Material for this task:
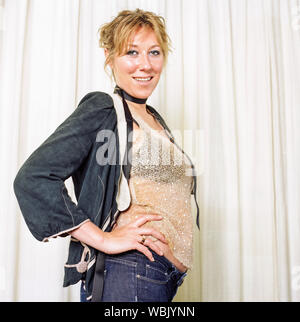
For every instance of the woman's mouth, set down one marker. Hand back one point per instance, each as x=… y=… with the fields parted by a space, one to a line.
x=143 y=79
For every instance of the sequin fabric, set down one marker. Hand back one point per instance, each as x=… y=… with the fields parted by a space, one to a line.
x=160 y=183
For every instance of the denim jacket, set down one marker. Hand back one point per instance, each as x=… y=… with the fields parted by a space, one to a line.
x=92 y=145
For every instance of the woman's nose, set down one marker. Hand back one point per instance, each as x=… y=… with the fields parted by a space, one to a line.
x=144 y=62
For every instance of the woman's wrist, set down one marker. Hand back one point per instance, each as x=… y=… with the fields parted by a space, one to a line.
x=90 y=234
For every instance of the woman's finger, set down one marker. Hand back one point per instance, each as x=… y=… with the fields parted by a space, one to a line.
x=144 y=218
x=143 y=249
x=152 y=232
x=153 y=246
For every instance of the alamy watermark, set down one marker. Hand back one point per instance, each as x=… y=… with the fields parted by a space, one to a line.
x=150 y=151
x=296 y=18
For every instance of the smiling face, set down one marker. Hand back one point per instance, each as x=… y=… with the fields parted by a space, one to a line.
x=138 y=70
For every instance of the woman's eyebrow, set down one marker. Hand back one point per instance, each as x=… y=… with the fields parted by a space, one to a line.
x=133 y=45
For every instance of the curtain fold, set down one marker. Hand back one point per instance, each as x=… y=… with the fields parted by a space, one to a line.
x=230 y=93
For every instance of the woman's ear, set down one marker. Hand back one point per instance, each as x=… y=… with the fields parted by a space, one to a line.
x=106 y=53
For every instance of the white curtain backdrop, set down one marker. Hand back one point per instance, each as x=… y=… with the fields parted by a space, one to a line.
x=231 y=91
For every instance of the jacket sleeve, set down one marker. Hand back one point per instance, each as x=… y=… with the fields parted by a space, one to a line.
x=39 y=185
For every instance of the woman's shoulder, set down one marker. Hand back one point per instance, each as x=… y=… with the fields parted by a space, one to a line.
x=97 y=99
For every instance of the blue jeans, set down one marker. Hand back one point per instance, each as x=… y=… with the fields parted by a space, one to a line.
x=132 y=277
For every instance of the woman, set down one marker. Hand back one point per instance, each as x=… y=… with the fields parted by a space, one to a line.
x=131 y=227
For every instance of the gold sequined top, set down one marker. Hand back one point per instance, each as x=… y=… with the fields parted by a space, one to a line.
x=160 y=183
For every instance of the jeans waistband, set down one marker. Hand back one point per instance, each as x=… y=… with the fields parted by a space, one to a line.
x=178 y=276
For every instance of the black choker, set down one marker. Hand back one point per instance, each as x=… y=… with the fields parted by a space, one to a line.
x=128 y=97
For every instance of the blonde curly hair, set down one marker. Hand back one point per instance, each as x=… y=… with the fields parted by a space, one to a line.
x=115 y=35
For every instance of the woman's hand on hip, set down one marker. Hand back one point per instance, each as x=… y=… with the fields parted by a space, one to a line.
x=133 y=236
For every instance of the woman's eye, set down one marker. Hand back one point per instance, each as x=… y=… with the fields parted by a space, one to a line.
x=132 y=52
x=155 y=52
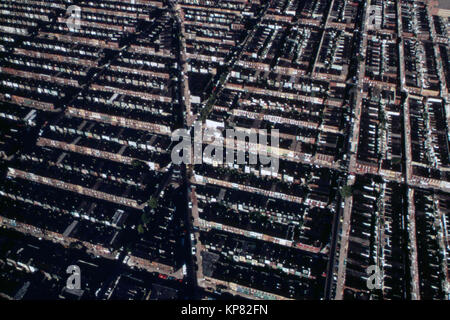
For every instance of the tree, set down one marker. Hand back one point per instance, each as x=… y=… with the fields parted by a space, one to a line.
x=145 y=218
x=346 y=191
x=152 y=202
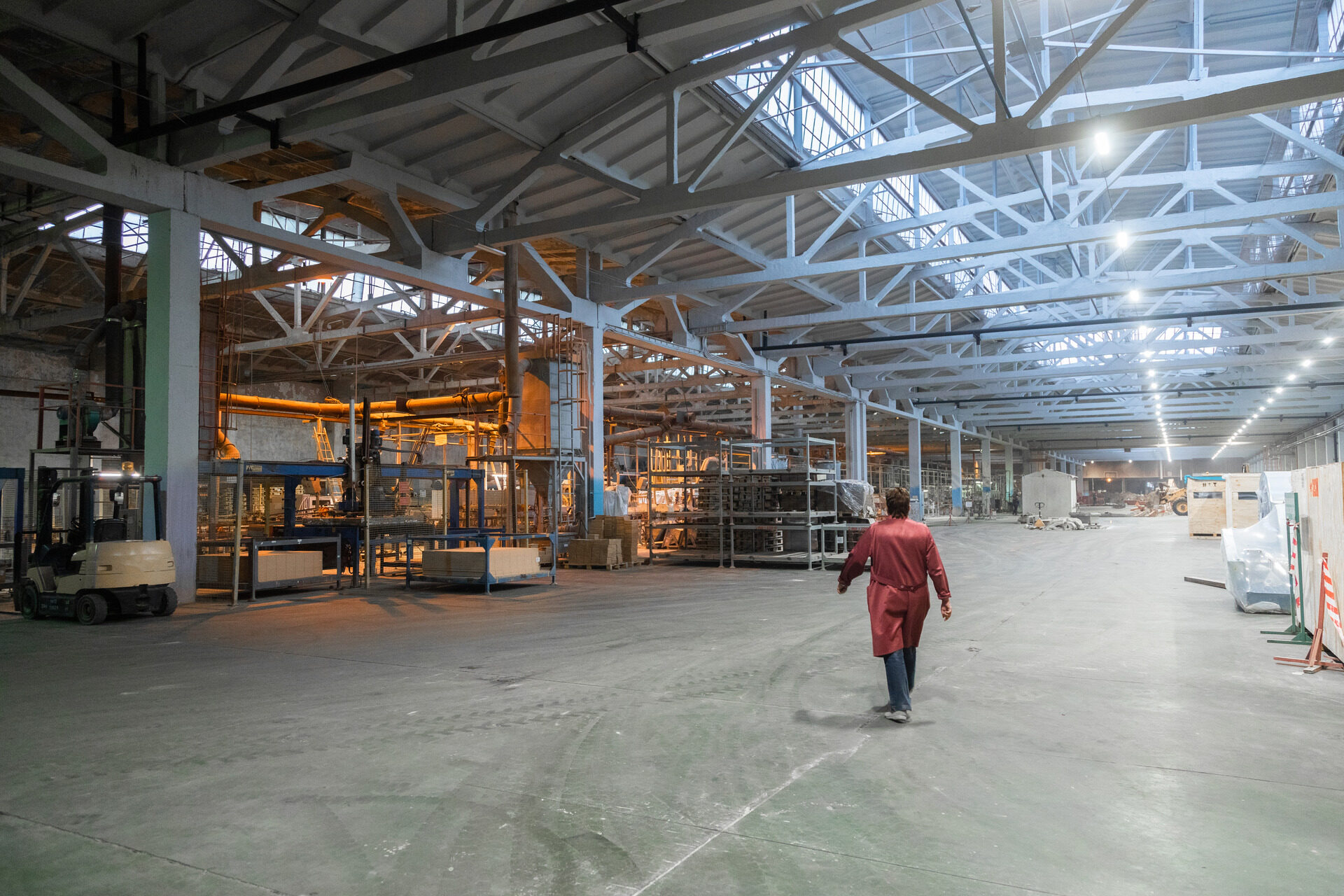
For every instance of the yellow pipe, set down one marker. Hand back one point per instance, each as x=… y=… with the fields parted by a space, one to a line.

Task: Copy all the entries above, substituting "place a single dot" for every "set down one marker" and changing nothing else. Leave the pictures out.

Output:
For every instance of the woman's mouth, place a single dot. Hand back one point per instance, each as x=… y=… with the fields parted by a space, one to a line.
x=143 y=79
For every instance of the sequin fabric, place a single dot. Hand back one point per instance, each as x=… y=… with the fields parted by a space, one to a line.
x=160 y=183
For every instance of the denim jacket, place a single dot. Hand back one point per instance, each as x=… y=… with the fields parted by a space, one to a line.
x=92 y=145
For every instance of the woman's nose, place a single dot. Hand back one point per instance, each as x=… y=… with the fields parted by a space, one to a line.
x=144 y=62
For every instance of the woman's wrist, place a single dot. Hand back one point per instance, each as x=… y=… with the fields parted by a space, one to a line.
x=90 y=234
For every instance of the woman's finger, place a single dot. Hand back one point per instance, each as x=… y=… with the fields parted by a space, one to a line.
x=144 y=218
x=143 y=249
x=152 y=232
x=153 y=246
For every instance of the alamy watermark, place a single dot. Hand back one point per instance, each as x=… y=… with the fields parted by a space, one to a line.
x=150 y=151
x=296 y=18
For every instance of the smiling face, place a single dot. Hand back one point per instance, each as x=… y=… with the fields parted by a space, one to a line.
x=138 y=70
For every instance of the woman's eyebrow, place a single dot. Hand back one point per instance, each as x=… y=… with the fields parted by a space, one to a line.
x=133 y=45
For every instance of the curtain fold, place a single dot. Hand back one point per instance, each as x=… y=… with the fields parted by a space, one to a line.
x=230 y=93
For every instance of the woman's ear, place a single dot. Hand back one point per instance, each as x=… y=… with the fields parted by a space, one to a line.
x=106 y=53
For every instance of the white curtain backdrop, place a single dot. Hand back one point per instance, each as x=… y=… with the fields parted by a space, one to a line.
x=231 y=91
For every instance of the jacket sleeve, place a single dot. Hand back one point per instance, each as x=… y=… with the fields parted by a space, one to a line.
x=39 y=185
For every instance of the woman's shoulder, place a single dot. Hand back one point per instance, each as x=… y=… with the fields parted by a space, one to a line.
x=97 y=99
For every instance of the blue jeans, place a single dot. Hand back one point per instance, each as x=… y=… with the fields parted by a space, one to a line.
x=132 y=277
For every instance of the woman, place a single dot. Hand back one point per instance, each as x=… y=… with the fields parted by a space, one to a line.
x=131 y=227
For every instance of the gold sequined top, place a single dot. Hand back one point per instance, each as x=… y=… with the fields parted by a space, one to a line.
x=160 y=183
For every instance of the jeans waistband, place a single dot. Hand back one point per instance, each as x=… y=… with the fields parted by a space, one to a line.
x=178 y=276
For every instance of the black choker, place a single dot. Hand back one point per instance, each as x=… y=… with the fields parted by a space, one to a line.
x=128 y=97
For every instance of the blonde curly hair, place a single dot. Hand back one point per instance, each as x=… y=… with the fields parted by a space, one to a line.
x=115 y=35
For every instance of the woman's hand on hip, place a single dot. Hand back one point per instance, each as x=… y=… with the fields parted by a space, one to a line.
x=133 y=236
For every instance of the woman's eye, place a single dot. Hand back one point per instance, each as x=… y=… with the fields parted by a space, one to a line.
x=132 y=52
x=155 y=52
For every instance of the tree, place a single dot. Hand back one point per instance, each as x=… y=… with the fields parted by a space, one to a line.
x=145 y=218
x=346 y=191
x=152 y=202
For every instance of the yellow pipe, place a single dot. Hand back one point per instance, each as x=… y=… with the fields parted by a space, one to a line.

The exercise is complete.